__EXTRAIT DE PAGE__:
+ + +
En Belgique, c’est la loi caméras qui cadre l’utilisation des systèmes de vidéosurveillance, parallèlement au RGPD (règlement général sur la protection des données). Depuis 2018, toutes les caméras non policières, y compris de particuliers, doivent être notifiées sur le site www.declarationcamera.be, mis à disposition par le SPF Intérieur. Ce n’est toutefois pas celui-ci qui les conserve car les données sont automatiquement transmises au registre Camélia, accessible seulement aux services de police.

Par le passé, un autre registre centralisé, alors géré par la Commission de la protection de la vie privée, était consultable en ligne. Aujourd’hui, un citoyen qui souhaiterait obtenir des informations sur une caméra en particulier devra passer par chaque responsable de traitement distinct (autorités communales, sociétés de transport public, commerces…) pour lui adresser sa demande.

De son côté, en vertu de la loi sur la fonction de police, cette dernière dispose aussi d’un recensement de ses propres dispositifs et de leur géolocalisation, toujours dans le registre national Camélia. Ces images peuvent être conservées jusqu’à 365 jours et une analyse d’incidence préalable à l’installation de caméras policières est obligatoire. Ce registre ne peut être mis qu’à la disposition de l’Organe de contrôle, des autorités de police administrative et judiciaire et du délégué à la protection des données.

«Rendre ces données accessibles au public n’est ni possible ni souhaitable, car cela constituerait une atteinte à la vie privée des responsables du traitement, précise le SPF Intérieur. Par ailleurs, cela pourrait aider les criminels à identifier les maisons vulnérables, non protégées par caméra». Un point de vue que conteste la Ligue des droits humains, pour laquelle ce manque de transparence constitue un vrai problème sur le plan démocratique.

La loi permet aux communes d’installer des caméras sur leur territoire après avoir sollicité l’avis de la police. «Le traitement des images doit être approprié, proportionné et nécessaire, ce qui implique qu’il n’est pas possible de recourir à d’autres mesures moins attentatoires à la vie privée des personnes filmées», précise l’Autorité de protection des données (APD). Chaque caméra, dans l’espace public, doit être signalée à l’aide d’un pictogramme particulier. Les images peuvent être conservées 30 jours maximum, sauf si une enquête judiciaire nécessite de les conserver plus longtemps. La loi détermine qui est habilité à les analyser, toujours sous le contrôle de la police.
+ + +
__BLOC DE DONNÉES__:

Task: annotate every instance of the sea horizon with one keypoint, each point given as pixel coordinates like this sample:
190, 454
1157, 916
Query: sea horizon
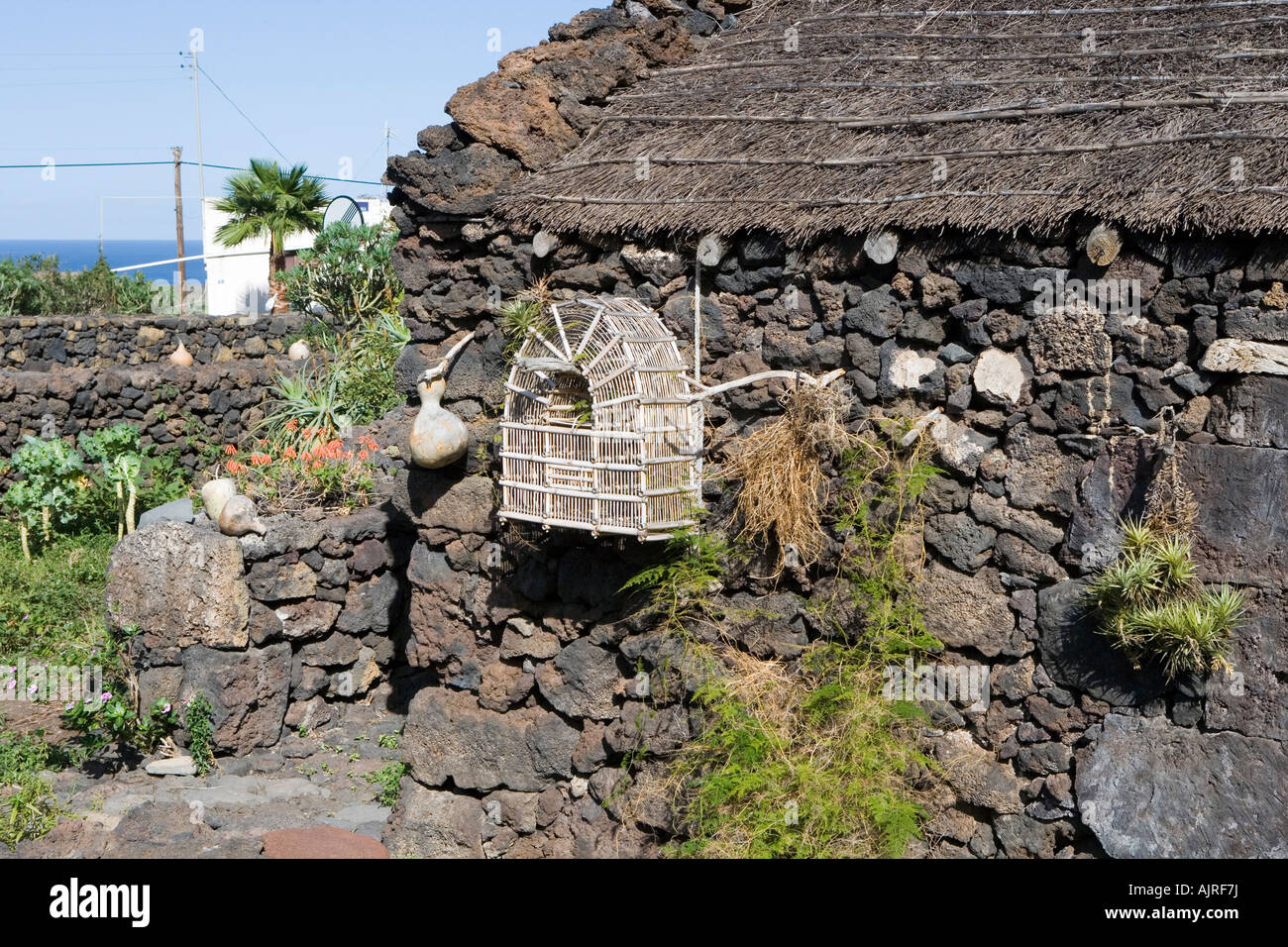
+ + +
__EXERCICES__:
#1 D'après le texte sur la vidéosurveillance en Belgique, quelle est la durée maximale de conservation des images des caméras installées par les communes ?
#2 Les affirmations suivantes sont-elles conformes au texte sur la vidéosurveillance en Belgique ? Répondez par oui ou par non et citez les mots du texte qui tranchent. (a) Le registre Camélia peut être consulté par n'importe quel citoyen. (b) Les images des caméras policières peuvent être conservées jusqu'à 365 jours. (c) La Ligue des droits humains partage l'avis du SPF Intérieur sur la non-publication des données.
#3 Rédigez la suite du texte sur la vidéosurveillance en Belgique, à partir de sa dernière phrase.
Les données ci-dessus proviennent d'une autre source que le texte sur la vidéosurveillance en Belgique.

__RÉPONSES PAR EXERCICE__:
#1 Elles peuvent être conservées 30 jours maximum, sauf si une enquête judiciaire nécessite de les conserver plus longtemps.

#2
(a) Non : « accessible seulement aux services de police ».
(b) Oui : « Ces images peuvent être conservées jusqu’à 365 jours ».
(c) Non : « Un point de vue que conteste la Ligue des droits humains ».

#3
La loi caméras n’impose aucune analyse d’effet sur la protection des données. En revanche, le RGPD l’impose si un traitement de données personnelles est susceptible d’engendrer un risque élevé pour les droits et libertés des personnes concernées. «Les autorités communales doivent démontrer et documenter leur intérêt légitime à installer des caméras, détaille Franck Dumortier, consultant en droit de la cybersécurité. Leurs analyses d’impact sont souvent très légères.» Aucune évaluation n’est légalement prévue pour ces dispositifs. En revanche, leur renouvellement dans la durée doit être justifié.

L’exécutif fédéral a prévu, dans sa déclaration de politique gouvernementale, d’autoriser le recours à la biométrie dans les gares, ports et aéroports, portes d’entrée dans le pays. Celle-ci pourrait aussi être utilisée pour détecter les condamnés et les suspects. A ce jour, la reconnaissance faciale n’est pas autorisée en Belgique.


Bruxelles: les caméras en 6 dates

1968
Premier système de vidéosurveillance installé par la Stib à Bruxelles.

2000
A l’occasion de l’Euro de football, des caméras sont installées autour du stade roi Baudouin. La petite ceinture de Bruxelles est équipée pour réguler le trafic.

2003
Le gouvernement bruxellois propose 1,5 million d’euros aux communes pour les aider à s’équiper en caméras.

2006-2015
Le nombre de caméras de surveillance dans la Région de Bruxelles-Capitale passe de 192 à 796.

2015
La police fédérale acquiert un premier drone.

2018
L’introduction de la zone de basses émissions à Bruxelles s’accompagne de l’installation de caméras intelligentes, dites ANPR. Couplées à un fichier de données, elles reconnaissent les plaques d’immatriculation et identifient les véhicules en infraction qui entrent dans la ville.